* WORK TO BE COMPLETED: Which lines of the entries below hold the word "street"? Report each of them.

* MATERIAL SHOWN:
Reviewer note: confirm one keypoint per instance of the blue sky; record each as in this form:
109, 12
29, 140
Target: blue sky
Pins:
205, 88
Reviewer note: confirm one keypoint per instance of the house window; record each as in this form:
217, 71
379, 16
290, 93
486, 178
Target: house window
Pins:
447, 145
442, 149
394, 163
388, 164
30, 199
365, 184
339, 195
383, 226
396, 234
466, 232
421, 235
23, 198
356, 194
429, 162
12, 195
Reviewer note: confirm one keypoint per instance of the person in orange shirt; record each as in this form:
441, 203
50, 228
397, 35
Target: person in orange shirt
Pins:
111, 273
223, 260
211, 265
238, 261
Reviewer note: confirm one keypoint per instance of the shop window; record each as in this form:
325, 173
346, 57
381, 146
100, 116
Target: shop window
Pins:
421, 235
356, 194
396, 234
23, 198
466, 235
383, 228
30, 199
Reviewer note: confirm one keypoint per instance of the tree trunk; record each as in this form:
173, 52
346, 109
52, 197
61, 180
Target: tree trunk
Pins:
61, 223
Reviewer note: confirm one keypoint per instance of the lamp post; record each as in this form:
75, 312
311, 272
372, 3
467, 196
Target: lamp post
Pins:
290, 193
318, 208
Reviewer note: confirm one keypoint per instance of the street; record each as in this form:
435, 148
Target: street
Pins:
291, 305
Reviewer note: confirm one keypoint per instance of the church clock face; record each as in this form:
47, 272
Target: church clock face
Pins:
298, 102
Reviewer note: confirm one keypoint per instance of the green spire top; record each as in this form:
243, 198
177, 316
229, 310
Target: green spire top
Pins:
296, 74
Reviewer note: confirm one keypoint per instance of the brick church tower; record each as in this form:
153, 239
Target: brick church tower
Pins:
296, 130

* TASK OUTPUT:
Reviewer note: confirm one keypoint per instance of the street; record each as in this form:
Target: street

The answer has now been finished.